WHAT IS REQUIRED =
Please arrange every line of the entries below as a single numbered list, leaving out any blank lines.

####################

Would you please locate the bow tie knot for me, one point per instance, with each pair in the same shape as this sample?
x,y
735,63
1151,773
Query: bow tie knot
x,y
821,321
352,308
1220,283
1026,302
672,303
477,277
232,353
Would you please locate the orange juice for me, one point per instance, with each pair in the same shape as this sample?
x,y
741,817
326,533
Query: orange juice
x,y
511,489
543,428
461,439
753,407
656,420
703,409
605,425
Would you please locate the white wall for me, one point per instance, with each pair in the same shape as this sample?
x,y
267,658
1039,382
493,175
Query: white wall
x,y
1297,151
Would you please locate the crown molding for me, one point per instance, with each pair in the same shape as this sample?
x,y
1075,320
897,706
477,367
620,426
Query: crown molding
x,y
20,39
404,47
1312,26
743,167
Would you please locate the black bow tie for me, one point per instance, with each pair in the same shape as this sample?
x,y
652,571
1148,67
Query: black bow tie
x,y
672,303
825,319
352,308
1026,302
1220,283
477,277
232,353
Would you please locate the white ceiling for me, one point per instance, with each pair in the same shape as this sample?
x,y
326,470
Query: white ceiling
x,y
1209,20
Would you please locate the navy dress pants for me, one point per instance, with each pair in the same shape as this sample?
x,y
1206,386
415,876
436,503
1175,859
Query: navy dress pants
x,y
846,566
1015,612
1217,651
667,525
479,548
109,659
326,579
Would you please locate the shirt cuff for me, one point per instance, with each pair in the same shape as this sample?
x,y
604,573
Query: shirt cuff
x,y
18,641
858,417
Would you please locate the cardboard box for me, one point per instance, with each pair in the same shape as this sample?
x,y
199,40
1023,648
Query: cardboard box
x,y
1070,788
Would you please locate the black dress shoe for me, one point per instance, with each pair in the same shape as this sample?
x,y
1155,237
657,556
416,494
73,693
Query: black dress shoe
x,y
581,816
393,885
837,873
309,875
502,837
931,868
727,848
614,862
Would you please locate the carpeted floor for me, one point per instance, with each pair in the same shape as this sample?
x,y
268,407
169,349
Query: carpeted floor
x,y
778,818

####################

FINISHED ANSWER =
1. Would you please locate the bow tie knot for me, one point per instance, with each pair in the same shape as this sample?
2. x,y
3. 735,63
4. 1151,773
5. Query: bow tie knot
6. x,y
7. 821,321
8. 352,308
9. 1220,283
10. 1026,302
11. 672,303
12. 477,277
13. 232,353
14. Would you please locate the orange juice for me, one point per instance, with each pair in the same shape as this sample?
15. x,y
16. 741,817
17. 326,533
18. Query: orange juice
19. x,y
20. 511,489
21. 543,428
22. 461,439
23. 753,407
24. 656,420
25. 703,409
26. 605,425
27. Would you please locate the white wall for me, one point per instance, with each pair in the same shape as this sample?
28. x,y
29. 267,658
30. 1039,382
31. 493,175
32. Query: white wall
33. x,y
34. 1297,151
35. Would you please locate the crown molding for me, one point per instance, with each pair in the same shape as this sample?
36. x,y
37. 1075,320
38. 897,706
39. 477,367
40. 620,426
41. Query: crown molding
42. x,y
43. 20,39
44. 404,47
45. 1312,26
46. 743,167
47. Would you please locate the black bow tie for me, one point per instance, with each pair in the same shape as this sample?
48. x,y
49. 652,571
50. 1148,67
51. Query: black bow tie
52. x,y
53. 672,303
54. 825,319
55. 352,308
56. 1026,302
57. 1220,283
58. 477,277
59. 232,353
60. Would you please locate the white ceiling for me, one point per instance, with each pair in the same shape as this sample?
61. x,y
62. 326,470
63. Query: white ceiling
64. x,y
65. 1209,20
66. Would you please locate the navy dress pants for me, one point per instance, with each pair in the same shape as this sample?
67. x,y
68. 1206,386
69. 415,876
70. 436,503
71. 1175,859
72. Query: navy dress pants
73. x,y
74. 846,566
75. 1015,612
76. 1217,651
77. 667,525
78. 479,548
79. 109,659
80. 326,579
81. Would you please locate the shirt cuff for me, one point per instance, with each pair in the same shape as this sample?
82. x,y
83. 604,573
84. Query: shirt cuff
85. x,y
86. 18,641
87. 858,417
88. Would you please locate the cardboard box for me, one point per instance, with each pair in the same shape as this sample?
89. x,y
90. 199,40
91. 1023,648
92. Query: cardboard box
93. x,y
94. 1070,788
95. Would you please locate the black dress shoe for me, one point per instance, with each pair in the same shape as this sample?
96. x,y
97. 1155,237
98. 657,556
99. 416,494
100. 73,693
101. Query: black dress shoe
102. x,y
103. 581,816
104. 393,885
105. 837,873
106. 309,875
107. 502,837
108. 931,868
109. 727,848
110. 614,862
111. Would you please locate the carpeted floor for me, one point per instance, with each pair in the same shape as this sample?
112. x,y
113. 268,407
114. 169,349
115. Query: carpeted floor
116. x,y
117. 778,818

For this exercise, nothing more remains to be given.